Exercise material -

= = =

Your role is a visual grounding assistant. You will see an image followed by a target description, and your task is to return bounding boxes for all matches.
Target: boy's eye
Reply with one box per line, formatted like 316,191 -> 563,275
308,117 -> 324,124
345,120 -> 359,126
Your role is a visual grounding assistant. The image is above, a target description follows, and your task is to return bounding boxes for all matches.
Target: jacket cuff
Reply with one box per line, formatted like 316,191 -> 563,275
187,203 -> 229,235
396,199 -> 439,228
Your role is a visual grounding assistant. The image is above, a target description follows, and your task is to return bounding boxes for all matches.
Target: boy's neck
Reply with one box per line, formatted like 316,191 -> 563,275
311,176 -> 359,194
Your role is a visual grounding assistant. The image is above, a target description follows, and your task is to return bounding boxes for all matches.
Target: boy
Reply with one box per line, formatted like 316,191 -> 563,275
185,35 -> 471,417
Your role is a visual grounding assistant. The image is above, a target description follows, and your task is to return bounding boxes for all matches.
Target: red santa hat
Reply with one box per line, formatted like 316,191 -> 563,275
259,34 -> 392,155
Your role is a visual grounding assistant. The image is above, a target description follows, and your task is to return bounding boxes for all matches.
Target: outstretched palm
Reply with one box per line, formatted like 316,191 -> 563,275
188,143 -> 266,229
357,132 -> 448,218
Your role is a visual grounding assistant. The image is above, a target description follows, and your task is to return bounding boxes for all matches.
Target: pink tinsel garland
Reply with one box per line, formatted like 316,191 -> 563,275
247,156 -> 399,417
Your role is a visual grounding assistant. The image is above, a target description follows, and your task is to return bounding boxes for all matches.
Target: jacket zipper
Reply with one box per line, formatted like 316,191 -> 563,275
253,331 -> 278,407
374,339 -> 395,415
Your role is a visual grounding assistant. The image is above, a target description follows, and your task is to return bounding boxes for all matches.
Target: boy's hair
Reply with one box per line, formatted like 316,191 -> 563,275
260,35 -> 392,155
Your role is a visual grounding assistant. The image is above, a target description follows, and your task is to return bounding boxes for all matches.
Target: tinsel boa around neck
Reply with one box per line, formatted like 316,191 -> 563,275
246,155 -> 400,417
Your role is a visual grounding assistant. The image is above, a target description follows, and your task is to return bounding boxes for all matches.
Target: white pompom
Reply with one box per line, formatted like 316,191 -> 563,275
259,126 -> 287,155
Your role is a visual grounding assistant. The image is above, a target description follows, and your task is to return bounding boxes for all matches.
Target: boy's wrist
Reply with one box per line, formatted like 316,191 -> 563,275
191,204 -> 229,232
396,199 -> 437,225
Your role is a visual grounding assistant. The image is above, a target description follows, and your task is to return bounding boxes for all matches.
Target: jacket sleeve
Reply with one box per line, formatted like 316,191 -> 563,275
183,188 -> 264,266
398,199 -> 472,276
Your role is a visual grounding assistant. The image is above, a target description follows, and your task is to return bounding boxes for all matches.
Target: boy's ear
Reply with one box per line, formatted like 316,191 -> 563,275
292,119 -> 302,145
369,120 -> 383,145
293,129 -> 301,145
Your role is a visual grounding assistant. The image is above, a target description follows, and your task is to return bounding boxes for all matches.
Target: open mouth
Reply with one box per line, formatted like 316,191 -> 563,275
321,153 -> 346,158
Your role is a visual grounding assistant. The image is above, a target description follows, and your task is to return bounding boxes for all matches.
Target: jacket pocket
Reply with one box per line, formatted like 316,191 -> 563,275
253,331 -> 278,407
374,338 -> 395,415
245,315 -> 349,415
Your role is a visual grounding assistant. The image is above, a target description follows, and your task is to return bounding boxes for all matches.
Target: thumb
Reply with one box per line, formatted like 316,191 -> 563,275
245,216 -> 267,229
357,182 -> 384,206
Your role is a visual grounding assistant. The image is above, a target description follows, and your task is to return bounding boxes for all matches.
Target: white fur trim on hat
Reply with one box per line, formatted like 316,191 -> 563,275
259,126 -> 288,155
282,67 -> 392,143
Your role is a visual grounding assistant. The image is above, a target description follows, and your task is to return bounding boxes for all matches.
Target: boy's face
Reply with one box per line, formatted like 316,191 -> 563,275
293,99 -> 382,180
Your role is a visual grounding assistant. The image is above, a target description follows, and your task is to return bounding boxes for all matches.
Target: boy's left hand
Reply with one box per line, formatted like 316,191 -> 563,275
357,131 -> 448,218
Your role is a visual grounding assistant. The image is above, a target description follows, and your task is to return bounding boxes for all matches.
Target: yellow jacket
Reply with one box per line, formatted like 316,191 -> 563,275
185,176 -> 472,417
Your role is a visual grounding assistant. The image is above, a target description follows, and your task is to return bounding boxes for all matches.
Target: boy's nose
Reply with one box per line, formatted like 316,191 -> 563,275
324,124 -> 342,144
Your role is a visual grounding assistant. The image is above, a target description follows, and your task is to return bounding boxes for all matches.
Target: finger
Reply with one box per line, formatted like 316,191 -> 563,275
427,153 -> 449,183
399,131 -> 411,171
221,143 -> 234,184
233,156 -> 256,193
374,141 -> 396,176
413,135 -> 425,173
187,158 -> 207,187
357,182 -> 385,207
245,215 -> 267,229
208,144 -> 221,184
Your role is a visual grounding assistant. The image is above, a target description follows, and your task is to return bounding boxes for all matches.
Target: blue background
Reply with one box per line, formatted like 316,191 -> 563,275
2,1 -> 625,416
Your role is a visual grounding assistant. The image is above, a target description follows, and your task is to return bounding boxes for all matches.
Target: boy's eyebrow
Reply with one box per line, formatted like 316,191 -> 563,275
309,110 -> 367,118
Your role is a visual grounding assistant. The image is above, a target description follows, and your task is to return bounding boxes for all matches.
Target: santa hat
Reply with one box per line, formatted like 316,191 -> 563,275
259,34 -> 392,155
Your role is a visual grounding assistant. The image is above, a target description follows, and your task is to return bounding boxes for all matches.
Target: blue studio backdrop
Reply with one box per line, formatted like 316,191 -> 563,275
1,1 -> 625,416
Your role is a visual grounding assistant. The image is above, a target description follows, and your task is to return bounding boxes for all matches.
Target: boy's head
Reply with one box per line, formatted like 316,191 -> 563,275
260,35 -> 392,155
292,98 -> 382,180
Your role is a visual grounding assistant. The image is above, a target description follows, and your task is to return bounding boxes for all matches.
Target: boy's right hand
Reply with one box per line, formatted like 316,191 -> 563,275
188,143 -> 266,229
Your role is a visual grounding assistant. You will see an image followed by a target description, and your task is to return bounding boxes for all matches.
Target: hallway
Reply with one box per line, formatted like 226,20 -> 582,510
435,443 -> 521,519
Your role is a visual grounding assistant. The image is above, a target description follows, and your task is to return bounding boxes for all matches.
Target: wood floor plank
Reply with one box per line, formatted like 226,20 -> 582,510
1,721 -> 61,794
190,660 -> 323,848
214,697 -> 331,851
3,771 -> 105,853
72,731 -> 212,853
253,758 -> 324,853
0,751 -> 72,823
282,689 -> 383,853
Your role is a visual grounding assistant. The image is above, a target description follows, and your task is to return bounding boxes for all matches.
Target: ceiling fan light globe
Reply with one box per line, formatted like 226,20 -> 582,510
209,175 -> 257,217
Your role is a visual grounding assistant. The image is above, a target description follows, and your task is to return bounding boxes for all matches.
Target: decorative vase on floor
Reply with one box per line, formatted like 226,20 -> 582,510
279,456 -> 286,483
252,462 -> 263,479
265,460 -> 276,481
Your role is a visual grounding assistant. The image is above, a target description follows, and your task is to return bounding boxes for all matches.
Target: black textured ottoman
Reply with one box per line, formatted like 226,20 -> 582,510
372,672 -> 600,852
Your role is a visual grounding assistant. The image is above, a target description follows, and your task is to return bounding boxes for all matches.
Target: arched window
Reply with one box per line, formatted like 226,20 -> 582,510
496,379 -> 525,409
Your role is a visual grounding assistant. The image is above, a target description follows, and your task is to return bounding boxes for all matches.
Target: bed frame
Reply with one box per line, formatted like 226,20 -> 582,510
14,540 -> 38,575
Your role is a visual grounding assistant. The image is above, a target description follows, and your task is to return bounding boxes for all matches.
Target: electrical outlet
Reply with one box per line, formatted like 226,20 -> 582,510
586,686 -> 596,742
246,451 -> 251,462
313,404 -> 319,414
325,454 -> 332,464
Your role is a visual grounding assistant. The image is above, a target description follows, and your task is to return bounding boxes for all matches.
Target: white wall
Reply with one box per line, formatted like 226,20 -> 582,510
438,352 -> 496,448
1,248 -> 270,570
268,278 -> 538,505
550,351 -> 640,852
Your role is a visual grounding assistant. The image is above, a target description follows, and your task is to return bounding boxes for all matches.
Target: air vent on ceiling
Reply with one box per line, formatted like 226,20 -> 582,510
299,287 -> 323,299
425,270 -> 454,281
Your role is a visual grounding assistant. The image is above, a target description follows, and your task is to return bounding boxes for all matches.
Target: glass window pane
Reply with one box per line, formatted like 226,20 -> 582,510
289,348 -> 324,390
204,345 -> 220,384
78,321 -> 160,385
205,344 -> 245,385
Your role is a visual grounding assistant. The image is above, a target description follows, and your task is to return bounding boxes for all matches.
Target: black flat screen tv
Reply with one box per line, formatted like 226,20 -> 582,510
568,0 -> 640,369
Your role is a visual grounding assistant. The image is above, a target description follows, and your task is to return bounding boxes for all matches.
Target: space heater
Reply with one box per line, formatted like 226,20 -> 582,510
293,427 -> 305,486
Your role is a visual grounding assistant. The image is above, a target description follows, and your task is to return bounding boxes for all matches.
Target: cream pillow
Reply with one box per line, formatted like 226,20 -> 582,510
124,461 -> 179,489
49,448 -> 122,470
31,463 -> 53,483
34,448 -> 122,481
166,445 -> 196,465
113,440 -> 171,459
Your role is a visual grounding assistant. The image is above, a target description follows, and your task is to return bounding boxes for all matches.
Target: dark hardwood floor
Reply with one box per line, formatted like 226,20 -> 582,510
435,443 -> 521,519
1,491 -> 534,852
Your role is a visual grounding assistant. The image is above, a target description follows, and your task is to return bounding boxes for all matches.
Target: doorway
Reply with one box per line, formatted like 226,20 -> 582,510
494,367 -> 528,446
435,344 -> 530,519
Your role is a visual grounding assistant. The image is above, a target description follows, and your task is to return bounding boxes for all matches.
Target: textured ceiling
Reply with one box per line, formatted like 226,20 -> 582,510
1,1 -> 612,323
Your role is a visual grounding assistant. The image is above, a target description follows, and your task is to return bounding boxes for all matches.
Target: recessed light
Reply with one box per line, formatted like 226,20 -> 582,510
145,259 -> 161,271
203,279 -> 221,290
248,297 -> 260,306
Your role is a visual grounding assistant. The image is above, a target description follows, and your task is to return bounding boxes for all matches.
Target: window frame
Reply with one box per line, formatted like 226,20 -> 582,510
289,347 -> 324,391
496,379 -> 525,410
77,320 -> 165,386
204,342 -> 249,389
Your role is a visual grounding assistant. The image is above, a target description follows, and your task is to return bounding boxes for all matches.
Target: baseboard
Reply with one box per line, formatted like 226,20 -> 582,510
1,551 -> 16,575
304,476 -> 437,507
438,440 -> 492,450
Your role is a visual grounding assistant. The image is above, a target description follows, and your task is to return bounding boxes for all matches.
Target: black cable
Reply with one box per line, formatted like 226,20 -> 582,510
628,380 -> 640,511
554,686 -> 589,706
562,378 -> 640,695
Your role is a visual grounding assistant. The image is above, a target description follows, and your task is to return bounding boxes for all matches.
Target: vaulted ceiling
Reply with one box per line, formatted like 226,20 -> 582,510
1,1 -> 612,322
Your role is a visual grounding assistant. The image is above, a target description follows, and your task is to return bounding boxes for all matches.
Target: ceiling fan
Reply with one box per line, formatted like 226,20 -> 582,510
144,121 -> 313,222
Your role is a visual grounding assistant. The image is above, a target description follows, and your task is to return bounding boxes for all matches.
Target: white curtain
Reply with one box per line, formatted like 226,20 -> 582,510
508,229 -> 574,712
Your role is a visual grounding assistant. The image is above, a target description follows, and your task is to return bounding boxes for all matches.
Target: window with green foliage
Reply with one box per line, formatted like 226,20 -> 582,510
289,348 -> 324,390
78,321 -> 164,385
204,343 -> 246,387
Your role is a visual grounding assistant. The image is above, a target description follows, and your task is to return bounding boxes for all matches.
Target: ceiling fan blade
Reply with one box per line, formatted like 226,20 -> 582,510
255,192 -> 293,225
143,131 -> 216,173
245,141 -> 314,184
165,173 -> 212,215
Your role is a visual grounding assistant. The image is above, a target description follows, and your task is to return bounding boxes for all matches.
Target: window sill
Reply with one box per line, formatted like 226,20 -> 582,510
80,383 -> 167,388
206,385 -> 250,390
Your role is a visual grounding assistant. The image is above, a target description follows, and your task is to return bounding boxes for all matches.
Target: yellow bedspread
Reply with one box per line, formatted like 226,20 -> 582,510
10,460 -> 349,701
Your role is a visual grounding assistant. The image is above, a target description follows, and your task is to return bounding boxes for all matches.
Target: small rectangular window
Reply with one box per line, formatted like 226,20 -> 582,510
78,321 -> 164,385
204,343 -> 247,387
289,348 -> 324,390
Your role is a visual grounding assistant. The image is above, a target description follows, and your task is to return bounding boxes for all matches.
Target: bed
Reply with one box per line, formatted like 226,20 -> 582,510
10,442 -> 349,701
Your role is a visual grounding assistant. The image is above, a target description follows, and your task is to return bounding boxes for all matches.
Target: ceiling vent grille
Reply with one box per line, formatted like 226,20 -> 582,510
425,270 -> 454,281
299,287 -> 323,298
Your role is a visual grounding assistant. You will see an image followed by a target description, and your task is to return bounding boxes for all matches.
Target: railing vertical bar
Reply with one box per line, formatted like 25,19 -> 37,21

= = =

Report every line of the data in which "floor" appears.

Target: wood floor plank
Target: decorative vase on floor
Target: dark hardwood floor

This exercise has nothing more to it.